** Task directions **
Below are records; the lines starting at the one with "locate yellow blurred" and ending at the one with "locate arching stem -- one point per instance" must be reproduced exactly, both included. Pictures must not appear.
START Materials provided
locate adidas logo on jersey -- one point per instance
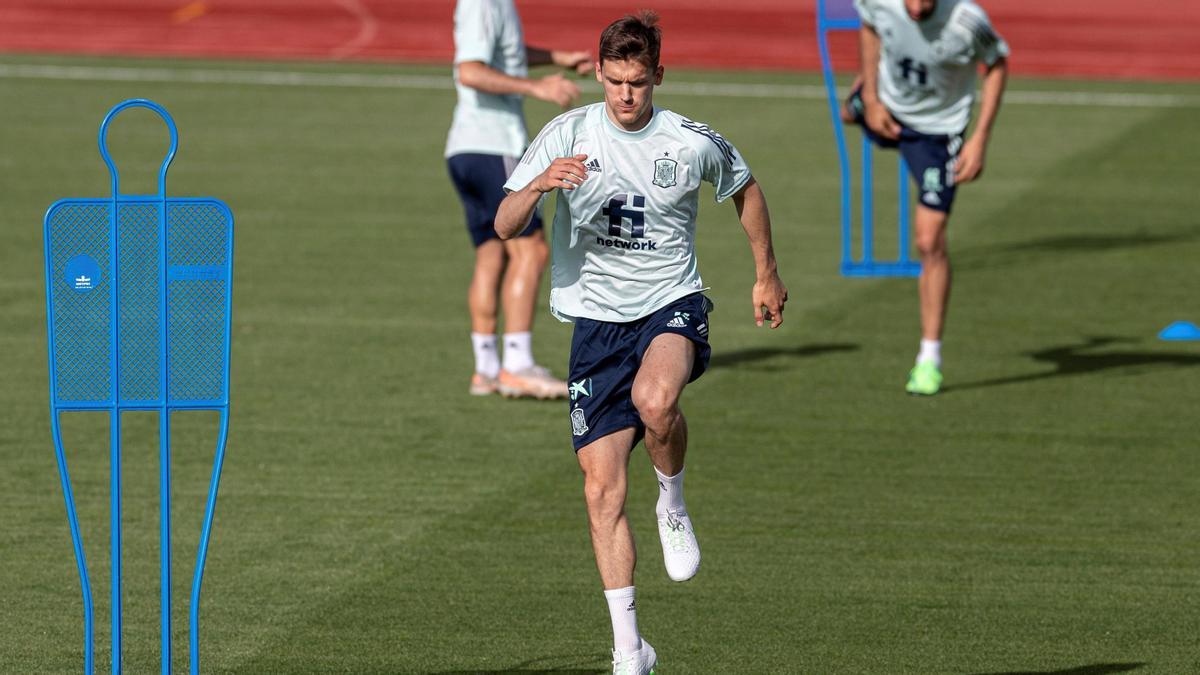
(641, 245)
END Materials provided
START Materials provided
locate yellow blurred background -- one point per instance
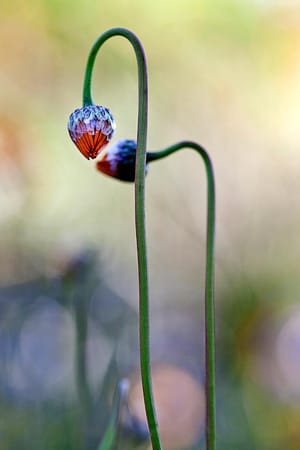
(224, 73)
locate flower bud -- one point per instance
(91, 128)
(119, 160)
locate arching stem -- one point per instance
END Materials provided
START Materials provided
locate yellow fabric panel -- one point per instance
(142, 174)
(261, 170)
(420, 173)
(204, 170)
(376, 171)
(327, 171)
END Materials provided
** Reply to the exercise **
locate yellow blurred background -- one point per instance
(224, 73)
locate flower bud -- one point per instance
(91, 128)
(119, 160)
locate arching stem -- one point per instance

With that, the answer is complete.